Work to do -
Write the material out again in full, exactly.

"""

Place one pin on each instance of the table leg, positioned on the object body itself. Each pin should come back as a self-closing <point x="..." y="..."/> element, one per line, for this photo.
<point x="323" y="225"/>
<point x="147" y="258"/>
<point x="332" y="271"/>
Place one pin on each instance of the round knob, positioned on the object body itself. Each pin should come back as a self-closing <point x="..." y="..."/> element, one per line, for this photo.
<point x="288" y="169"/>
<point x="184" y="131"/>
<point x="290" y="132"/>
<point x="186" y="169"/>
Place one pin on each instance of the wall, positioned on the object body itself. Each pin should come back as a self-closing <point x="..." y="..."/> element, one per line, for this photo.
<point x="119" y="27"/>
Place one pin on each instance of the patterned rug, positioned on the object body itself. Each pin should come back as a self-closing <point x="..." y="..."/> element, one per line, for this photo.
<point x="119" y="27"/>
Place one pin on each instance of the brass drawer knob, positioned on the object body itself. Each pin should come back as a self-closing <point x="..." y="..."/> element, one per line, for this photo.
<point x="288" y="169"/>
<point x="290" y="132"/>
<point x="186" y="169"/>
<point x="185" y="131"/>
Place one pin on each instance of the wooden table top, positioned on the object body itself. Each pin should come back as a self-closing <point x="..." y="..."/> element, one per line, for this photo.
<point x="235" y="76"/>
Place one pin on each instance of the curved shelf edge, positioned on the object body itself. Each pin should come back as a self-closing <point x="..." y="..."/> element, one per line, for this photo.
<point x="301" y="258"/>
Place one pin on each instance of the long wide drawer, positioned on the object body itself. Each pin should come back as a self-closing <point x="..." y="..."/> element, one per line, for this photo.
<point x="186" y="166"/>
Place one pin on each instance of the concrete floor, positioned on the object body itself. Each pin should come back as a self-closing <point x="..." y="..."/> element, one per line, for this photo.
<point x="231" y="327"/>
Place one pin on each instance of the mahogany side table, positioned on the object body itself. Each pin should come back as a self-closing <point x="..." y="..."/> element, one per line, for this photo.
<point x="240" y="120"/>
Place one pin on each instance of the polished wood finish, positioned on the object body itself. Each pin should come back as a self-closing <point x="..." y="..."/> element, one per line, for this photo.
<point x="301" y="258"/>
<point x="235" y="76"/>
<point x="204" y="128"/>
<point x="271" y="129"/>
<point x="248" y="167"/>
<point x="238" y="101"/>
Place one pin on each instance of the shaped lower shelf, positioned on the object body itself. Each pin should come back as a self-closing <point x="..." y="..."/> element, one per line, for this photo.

"""

Solution for this task -
Place one pin on each instance of the table leg, positioned on the object body itself. Each pin should come back as a self-closing <point x="..." y="..."/> element, one per line, for this photo.
<point x="323" y="225"/>
<point x="147" y="258"/>
<point x="332" y="271"/>
Place one pin on each instance of the round knob, positioned on the object body itself. Each pin should come back as a self-closing <point x="..." y="..."/> element, one per line, for this photo.
<point x="288" y="169"/>
<point x="184" y="131"/>
<point x="290" y="132"/>
<point x="186" y="169"/>
Place one pin on each instance of the wall, positioned on the object body itself. Each pin should come back as a self-closing <point x="..." y="..."/> element, one per line, for this photo.
<point x="119" y="27"/>
Place one pin on each instance of the patterned rug, positioned on the object body itself. Each pin should come back as a self-closing <point x="..." y="..."/> element, one per line, for this photo.
<point x="119" y="27"/>
Place one pin on each instance of the brass drawer knob, positioned on the object body itself. Each pin should come back as a self-closing <point x="..." y="..."/> element, one per line, for this photo.
<point x="288" y="169"/>
<point x="290" y="132"/>
<point x="186" y="169"/>
<point x="185" y="131"/>
Place one pin on each instance of the wooden table top, positioned on the object body itself. Each pin should come back as a self-closing <point x="..." y="..."/> element, one per line, for this photo.
<point x="235" y="76"/>
Place one pin on each instance of the curved shelf edge, positioned on the object body itself. Each pin should come back as a self-closing <point x="..." y="..."/> element, one per line, for this photo.
<point x="301" y="258"/>
Place one pin on each instance of the long wide drawer, positioned on the object body itself. Each pin should come back as a self-closing <point x="..." y="..."/> element, one per line, for this photo.
<point x="186" y="166"/>
Place one pin on each instance of the concrete floor, positioned on the object body itself. Each pin should come back as a self-closing <point x="..." y="..."/> element, one per line, for this photo.
<point x="231" y="327"/>
Place one pin on each instance of the mahogany side table, positioned on the object body itself. Each pin should come back as a self-closing <point x="..." y="..."/> element, one per line, for this photo.
<point x="240" y="120"/>
Place one pin on each instance of the polished wood finish, positioned on the object body itself. Each pin should come back as a self-closing <point x="..." y="..."/> element, one per line, for this photo.
<point x="301" y="258"/>
<point x="235" y="76"/>
<point x="204" y="128"/>
<point x="271" y="129"/>
<point x="248" y="167"/>
<point x="238" y="101"/>
Place one pin on each instance of the shaped lower shelf, positioned on the object body itself. Each pin should come back as a self-closing <point x="..." y="..."/> element, one per line, for this photo.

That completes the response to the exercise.